### SUPPLIED DATA:
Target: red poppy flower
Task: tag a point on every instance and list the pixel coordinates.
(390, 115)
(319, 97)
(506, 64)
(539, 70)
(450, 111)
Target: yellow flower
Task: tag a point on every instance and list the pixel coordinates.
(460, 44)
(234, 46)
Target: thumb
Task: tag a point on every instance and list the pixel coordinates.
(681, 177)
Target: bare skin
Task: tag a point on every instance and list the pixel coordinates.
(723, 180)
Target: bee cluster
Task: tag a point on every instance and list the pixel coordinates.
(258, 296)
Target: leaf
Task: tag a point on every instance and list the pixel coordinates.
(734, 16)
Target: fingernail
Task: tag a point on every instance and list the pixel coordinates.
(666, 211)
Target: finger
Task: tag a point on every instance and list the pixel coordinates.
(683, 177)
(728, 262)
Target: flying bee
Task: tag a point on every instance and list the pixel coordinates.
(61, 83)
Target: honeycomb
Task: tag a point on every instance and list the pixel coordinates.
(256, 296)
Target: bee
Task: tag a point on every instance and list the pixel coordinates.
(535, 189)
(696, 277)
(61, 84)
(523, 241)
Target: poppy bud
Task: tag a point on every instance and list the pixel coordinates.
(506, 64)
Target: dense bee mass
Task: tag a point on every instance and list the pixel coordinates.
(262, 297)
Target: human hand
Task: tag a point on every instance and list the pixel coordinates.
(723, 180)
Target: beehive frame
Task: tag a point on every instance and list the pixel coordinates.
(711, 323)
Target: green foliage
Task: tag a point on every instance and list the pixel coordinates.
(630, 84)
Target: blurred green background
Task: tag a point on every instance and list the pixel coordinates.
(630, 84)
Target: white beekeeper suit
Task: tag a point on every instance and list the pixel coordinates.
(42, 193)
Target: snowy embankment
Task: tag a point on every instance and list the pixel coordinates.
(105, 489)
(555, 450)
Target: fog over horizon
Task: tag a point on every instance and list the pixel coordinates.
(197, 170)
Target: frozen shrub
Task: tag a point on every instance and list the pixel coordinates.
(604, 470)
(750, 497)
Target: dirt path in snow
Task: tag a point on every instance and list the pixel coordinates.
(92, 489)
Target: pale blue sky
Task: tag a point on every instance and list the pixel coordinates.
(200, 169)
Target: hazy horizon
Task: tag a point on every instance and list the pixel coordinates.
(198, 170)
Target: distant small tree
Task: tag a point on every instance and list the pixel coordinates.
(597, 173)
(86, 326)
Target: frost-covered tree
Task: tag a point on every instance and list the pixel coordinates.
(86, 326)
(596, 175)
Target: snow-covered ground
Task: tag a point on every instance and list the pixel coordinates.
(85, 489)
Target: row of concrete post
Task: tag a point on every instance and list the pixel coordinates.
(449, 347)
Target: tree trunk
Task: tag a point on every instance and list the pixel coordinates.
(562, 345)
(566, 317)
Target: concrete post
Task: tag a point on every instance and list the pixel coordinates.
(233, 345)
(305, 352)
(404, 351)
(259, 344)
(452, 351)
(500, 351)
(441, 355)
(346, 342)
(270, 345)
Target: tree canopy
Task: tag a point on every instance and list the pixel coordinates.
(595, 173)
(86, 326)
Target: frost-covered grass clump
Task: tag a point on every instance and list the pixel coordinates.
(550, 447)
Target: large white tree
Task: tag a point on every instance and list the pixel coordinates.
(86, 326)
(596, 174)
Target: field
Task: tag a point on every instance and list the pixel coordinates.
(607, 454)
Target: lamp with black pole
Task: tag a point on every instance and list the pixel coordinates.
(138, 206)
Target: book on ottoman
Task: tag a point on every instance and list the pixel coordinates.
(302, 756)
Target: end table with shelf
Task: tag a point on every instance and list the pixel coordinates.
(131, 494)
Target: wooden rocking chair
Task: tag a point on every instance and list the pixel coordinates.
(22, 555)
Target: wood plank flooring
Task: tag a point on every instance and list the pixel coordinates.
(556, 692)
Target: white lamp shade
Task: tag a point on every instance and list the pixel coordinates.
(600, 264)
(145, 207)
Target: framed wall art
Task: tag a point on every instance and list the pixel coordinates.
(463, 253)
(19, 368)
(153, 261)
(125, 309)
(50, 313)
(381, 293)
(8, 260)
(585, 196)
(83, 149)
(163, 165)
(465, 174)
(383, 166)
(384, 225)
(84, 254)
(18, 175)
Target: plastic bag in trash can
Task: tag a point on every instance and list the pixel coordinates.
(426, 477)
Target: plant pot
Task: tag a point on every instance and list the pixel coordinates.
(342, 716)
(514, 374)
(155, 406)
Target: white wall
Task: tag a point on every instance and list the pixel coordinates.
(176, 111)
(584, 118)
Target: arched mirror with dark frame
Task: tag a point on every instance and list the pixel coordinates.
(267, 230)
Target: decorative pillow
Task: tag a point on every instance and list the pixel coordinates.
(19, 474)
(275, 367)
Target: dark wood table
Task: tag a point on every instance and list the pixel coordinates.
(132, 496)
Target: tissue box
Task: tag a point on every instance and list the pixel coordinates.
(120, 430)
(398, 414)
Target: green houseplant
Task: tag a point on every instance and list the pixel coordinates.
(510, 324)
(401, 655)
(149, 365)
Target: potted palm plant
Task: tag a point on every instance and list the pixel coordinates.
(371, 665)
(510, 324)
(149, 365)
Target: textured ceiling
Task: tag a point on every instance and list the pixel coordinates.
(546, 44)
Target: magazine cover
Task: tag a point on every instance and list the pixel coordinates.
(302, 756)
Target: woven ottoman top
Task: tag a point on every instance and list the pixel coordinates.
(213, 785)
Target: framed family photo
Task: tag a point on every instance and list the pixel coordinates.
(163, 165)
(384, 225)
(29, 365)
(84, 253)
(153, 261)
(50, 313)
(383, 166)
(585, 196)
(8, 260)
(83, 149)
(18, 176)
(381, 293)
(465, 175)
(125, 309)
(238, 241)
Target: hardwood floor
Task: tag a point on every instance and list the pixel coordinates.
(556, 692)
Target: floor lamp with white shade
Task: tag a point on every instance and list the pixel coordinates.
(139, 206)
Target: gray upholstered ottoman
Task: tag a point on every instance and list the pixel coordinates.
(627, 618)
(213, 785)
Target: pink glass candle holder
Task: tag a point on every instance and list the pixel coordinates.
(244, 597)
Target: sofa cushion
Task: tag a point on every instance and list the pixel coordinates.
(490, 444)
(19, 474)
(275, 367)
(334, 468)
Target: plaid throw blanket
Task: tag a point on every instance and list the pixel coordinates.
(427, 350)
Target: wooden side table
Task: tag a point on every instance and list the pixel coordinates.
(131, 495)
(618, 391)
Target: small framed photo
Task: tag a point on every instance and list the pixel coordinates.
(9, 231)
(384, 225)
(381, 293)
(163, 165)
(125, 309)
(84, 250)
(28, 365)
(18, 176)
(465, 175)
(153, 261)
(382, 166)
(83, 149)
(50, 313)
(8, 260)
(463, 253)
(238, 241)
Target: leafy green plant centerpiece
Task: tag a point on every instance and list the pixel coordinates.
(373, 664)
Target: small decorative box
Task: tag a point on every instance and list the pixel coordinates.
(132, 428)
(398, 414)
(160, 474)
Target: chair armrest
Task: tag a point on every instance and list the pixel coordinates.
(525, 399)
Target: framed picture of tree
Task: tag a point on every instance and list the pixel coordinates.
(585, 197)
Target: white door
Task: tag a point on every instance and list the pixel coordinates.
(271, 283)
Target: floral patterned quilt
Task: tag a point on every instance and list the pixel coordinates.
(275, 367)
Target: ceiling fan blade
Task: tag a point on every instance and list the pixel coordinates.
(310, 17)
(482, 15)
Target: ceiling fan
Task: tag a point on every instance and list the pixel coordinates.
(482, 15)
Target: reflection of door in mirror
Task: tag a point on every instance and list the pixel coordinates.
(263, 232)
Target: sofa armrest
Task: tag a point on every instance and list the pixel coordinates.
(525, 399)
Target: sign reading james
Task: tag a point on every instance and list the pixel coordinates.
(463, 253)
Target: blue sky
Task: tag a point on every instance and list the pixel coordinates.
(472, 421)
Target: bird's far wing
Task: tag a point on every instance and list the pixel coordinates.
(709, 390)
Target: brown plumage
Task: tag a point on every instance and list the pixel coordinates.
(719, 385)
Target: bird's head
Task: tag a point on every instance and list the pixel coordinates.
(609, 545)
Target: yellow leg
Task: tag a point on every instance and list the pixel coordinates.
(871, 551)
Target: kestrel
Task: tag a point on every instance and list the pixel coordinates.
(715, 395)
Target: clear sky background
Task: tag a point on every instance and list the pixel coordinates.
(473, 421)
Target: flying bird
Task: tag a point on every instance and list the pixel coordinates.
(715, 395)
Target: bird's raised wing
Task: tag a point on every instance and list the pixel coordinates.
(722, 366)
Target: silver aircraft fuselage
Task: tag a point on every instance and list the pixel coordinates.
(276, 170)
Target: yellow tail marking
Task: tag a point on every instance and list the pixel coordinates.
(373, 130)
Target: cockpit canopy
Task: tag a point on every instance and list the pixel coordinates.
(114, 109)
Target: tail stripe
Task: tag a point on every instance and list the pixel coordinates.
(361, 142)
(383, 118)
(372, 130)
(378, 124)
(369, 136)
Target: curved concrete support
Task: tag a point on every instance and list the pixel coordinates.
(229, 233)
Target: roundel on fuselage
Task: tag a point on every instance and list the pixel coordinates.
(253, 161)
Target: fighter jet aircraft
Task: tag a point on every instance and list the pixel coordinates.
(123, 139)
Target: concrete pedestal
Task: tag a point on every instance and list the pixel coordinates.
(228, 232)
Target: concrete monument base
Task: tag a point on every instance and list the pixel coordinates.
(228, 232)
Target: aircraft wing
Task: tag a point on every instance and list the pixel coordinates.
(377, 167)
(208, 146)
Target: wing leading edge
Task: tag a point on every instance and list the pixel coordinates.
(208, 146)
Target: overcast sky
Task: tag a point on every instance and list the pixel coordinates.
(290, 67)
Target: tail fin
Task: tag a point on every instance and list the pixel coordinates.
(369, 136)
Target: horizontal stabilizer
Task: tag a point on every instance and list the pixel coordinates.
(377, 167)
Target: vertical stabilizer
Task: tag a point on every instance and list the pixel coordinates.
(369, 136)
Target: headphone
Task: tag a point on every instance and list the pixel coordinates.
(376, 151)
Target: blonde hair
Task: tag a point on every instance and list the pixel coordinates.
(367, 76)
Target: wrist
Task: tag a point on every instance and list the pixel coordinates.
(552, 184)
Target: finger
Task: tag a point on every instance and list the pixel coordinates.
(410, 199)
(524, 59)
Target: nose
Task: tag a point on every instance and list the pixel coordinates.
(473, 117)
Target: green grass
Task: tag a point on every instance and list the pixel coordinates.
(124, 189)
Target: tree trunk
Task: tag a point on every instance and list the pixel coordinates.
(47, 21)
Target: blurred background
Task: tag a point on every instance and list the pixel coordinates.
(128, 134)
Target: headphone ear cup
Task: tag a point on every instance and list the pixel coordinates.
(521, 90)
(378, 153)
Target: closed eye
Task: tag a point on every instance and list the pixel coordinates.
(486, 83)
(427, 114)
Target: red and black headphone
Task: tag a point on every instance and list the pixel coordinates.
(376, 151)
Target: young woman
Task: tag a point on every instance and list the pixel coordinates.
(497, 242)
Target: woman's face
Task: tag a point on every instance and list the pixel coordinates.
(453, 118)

### ASSIGNED TASK:
Pull out all lines containing the word "photo" from the entries above.

### SOLUTION FOR THIS EXERCISE:
Target: framed family photo
Target: small framed photo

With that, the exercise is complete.